-- RECORDS FOR THIS EXERCISE follows --

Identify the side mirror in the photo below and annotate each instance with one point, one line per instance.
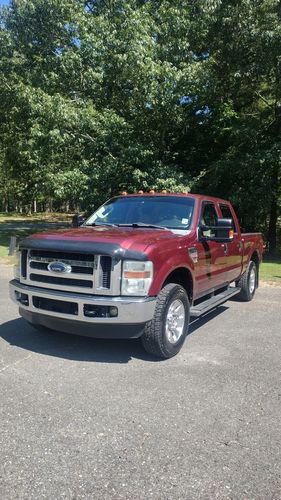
(222, 232)
(77, 220)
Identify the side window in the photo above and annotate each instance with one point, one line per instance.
(226, 213)
(208, 217)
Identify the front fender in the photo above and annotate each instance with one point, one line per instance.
(170, 265)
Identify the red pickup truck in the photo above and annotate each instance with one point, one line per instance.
(140, 266)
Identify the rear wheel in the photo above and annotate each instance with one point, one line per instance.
(248, 283)
(165, 334)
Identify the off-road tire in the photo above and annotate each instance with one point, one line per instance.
(154, 338)
(246, 294)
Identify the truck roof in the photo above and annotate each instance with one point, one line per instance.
(199, 197)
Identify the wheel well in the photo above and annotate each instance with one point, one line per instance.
(183, 277)
(255, 259)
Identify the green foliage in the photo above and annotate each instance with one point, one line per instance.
(97, 97)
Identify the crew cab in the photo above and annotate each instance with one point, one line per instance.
(140, 266)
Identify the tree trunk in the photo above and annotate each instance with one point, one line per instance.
(272, 228)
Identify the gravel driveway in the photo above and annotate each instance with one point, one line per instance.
(88, 419)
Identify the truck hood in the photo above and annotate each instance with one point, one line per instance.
(126, 241)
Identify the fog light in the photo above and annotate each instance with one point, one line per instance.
(113, 311)
(22, 298)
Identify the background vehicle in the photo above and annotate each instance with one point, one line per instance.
(141, 265)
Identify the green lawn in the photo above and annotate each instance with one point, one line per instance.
(271, 270)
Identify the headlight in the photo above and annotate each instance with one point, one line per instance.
(136, 277)
(17, 265)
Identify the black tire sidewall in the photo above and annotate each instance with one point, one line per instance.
(179, 293)
(252, 266)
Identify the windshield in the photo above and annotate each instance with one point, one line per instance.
(171, 212)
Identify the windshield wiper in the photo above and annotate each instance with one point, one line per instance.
(142, 224)
(102, 224)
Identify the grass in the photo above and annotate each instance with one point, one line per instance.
(270, 270)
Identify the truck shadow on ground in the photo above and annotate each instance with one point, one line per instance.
(19, 333)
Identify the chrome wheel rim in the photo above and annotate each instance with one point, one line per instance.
(252, 280)
(175, 321)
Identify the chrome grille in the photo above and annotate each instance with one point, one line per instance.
(98, 274)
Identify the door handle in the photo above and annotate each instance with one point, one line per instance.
(225, 248)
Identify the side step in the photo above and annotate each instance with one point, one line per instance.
(216, 300)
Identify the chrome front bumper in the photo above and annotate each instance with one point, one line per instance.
(131, 310)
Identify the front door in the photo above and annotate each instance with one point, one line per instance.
(210, 270)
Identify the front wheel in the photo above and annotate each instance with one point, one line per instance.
(165, 334)
(248, 283)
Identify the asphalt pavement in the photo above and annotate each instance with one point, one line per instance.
(93, 419)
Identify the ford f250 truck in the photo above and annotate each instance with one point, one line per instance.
(140, 266)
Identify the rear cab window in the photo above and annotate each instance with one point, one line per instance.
(227, 214)
(208, 216)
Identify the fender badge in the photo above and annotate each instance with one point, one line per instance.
(193, 254)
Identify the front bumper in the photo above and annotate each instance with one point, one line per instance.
(133, 312)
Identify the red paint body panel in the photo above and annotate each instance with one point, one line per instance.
(217, 263)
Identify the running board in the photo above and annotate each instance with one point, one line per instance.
(213, 302)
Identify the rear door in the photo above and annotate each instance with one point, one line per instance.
(210, 270)
(233, 249)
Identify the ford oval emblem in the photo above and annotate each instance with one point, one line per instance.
(59, 267)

-- RECORDS FOR THIS EXERCISE concluded --

→ **WHAT THE TASK REQUIRES**
Could you print exactly the lines from the one containing "Identify the running" through the last line of the records above?

→ **OUTPUT BELOW**
Identify the running board in the photo above and annotate each instance with one point, one line per instance.
(213, 302)
Identify the rear door in the photo above and annotate each instance with one point, one line per instance.
(210, 270)
(233, 249)
Identify the ford oval emblem in the photo above and annotate each instance with one point, one line per instance.
(59, 267)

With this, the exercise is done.